Entries from a point annotation set:
start
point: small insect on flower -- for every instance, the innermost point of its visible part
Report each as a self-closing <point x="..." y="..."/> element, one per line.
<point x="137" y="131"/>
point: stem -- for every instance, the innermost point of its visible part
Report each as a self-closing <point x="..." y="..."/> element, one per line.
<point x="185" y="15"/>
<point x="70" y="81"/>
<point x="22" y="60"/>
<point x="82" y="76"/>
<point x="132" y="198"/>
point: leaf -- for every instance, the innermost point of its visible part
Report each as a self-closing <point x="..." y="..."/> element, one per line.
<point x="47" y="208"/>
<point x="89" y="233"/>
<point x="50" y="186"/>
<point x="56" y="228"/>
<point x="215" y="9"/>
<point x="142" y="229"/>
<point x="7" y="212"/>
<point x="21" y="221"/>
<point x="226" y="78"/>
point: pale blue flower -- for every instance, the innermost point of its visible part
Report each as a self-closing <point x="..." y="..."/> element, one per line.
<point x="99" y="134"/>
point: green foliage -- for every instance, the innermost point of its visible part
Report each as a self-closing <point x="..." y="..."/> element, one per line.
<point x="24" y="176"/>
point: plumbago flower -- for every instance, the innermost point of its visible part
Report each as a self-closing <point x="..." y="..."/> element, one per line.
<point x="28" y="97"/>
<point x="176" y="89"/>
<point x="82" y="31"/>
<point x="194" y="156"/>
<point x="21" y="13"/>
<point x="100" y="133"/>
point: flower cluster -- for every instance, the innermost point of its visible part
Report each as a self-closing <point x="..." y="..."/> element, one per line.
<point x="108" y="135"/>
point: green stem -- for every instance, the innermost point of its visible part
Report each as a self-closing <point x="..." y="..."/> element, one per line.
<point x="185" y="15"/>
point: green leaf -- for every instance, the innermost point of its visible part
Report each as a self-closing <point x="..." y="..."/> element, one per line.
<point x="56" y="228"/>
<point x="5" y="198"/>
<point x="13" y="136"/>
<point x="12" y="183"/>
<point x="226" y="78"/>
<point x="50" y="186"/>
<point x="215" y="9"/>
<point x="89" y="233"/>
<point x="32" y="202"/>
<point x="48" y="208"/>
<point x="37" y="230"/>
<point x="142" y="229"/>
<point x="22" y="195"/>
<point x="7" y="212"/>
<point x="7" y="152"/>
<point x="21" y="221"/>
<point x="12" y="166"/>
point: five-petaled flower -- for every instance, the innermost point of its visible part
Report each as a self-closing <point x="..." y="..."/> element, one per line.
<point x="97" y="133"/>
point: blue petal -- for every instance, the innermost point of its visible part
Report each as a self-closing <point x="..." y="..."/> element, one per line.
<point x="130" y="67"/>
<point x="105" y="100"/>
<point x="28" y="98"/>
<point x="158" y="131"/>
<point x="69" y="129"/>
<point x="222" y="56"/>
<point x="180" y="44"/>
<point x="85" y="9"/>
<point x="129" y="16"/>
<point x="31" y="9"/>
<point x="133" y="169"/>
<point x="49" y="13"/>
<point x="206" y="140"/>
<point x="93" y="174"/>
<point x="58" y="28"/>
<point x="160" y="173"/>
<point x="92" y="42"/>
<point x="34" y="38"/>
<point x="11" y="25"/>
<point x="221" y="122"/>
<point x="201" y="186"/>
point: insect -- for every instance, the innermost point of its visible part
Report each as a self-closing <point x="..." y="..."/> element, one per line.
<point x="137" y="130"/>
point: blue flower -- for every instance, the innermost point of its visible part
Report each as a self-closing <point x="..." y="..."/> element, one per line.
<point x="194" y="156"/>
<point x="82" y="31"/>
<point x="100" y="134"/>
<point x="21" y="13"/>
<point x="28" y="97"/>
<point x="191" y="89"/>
end
start
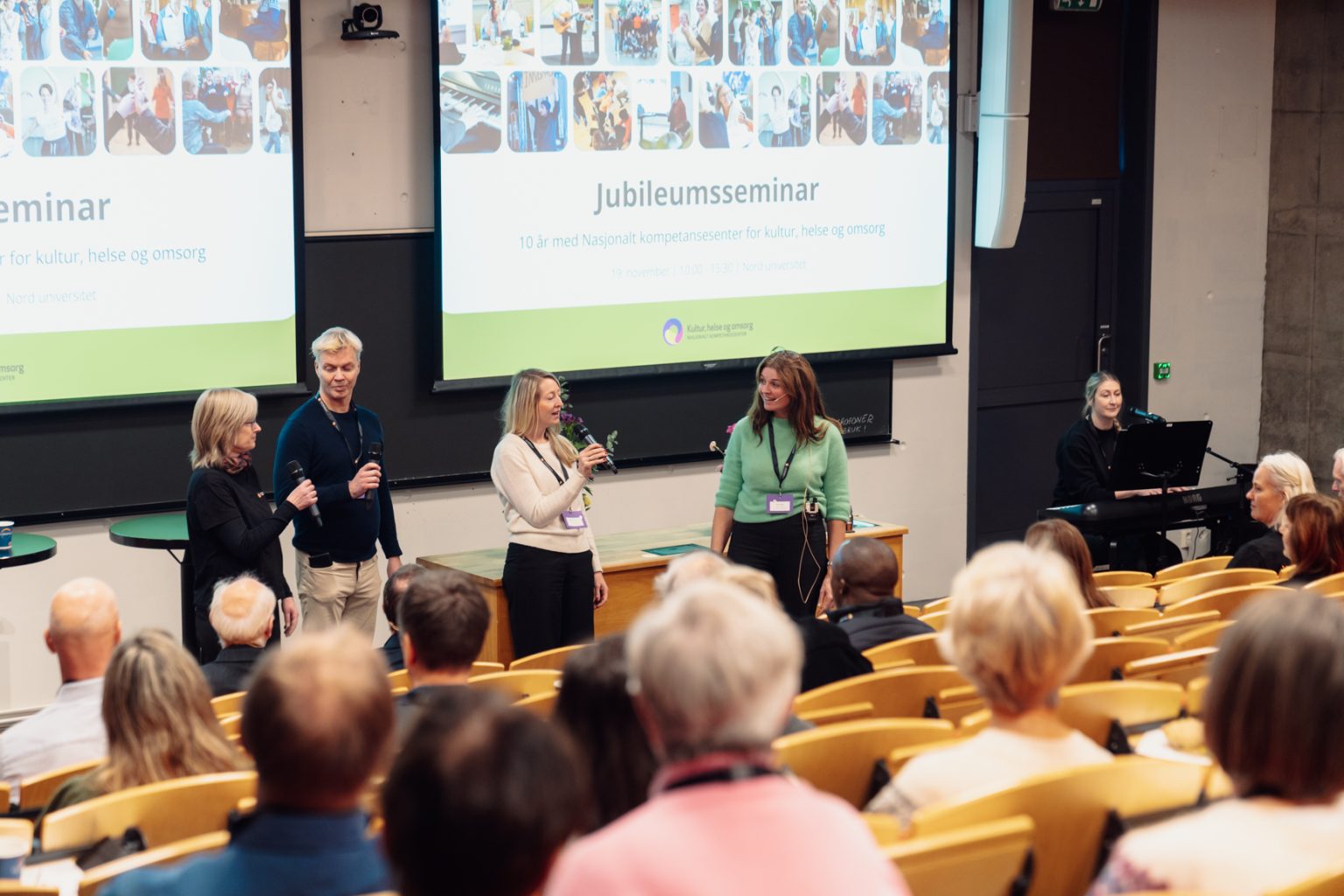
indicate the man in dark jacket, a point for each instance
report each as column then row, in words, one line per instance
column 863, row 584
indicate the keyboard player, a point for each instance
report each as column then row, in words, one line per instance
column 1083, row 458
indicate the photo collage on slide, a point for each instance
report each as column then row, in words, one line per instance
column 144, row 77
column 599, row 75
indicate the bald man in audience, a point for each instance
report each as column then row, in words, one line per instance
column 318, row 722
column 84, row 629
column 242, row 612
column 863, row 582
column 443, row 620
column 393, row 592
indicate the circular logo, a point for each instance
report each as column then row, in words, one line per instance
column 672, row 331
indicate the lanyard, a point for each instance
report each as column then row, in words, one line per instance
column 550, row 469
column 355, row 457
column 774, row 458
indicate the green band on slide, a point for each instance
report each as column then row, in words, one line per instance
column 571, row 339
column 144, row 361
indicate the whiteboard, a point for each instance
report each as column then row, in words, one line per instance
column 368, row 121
end
start
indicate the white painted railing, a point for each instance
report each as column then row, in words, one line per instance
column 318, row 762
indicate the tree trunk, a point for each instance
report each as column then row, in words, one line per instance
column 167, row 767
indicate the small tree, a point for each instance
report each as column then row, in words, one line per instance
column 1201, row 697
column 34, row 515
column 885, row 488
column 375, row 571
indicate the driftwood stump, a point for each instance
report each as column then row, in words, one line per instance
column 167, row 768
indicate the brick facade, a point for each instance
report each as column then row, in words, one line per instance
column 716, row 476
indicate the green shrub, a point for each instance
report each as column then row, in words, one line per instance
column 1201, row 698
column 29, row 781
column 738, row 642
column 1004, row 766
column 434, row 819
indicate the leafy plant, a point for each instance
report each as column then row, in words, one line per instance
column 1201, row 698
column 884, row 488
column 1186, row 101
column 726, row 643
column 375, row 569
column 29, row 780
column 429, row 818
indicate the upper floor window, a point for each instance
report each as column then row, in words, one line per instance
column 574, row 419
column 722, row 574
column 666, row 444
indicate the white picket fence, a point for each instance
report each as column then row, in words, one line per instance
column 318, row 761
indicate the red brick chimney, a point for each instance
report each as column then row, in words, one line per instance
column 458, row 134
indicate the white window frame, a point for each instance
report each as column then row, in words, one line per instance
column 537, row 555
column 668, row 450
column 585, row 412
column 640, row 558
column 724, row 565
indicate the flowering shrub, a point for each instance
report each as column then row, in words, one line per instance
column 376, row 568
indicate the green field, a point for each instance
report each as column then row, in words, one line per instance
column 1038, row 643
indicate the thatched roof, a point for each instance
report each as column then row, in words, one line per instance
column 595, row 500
end
→ What you have to do: Locate every line in the items above that contains the word "window", and copy each of those lines. Case counts.

→ Answer to this problem:
indicate the upper floor window, a point for each instance
indicate the white window frame, a point for each instance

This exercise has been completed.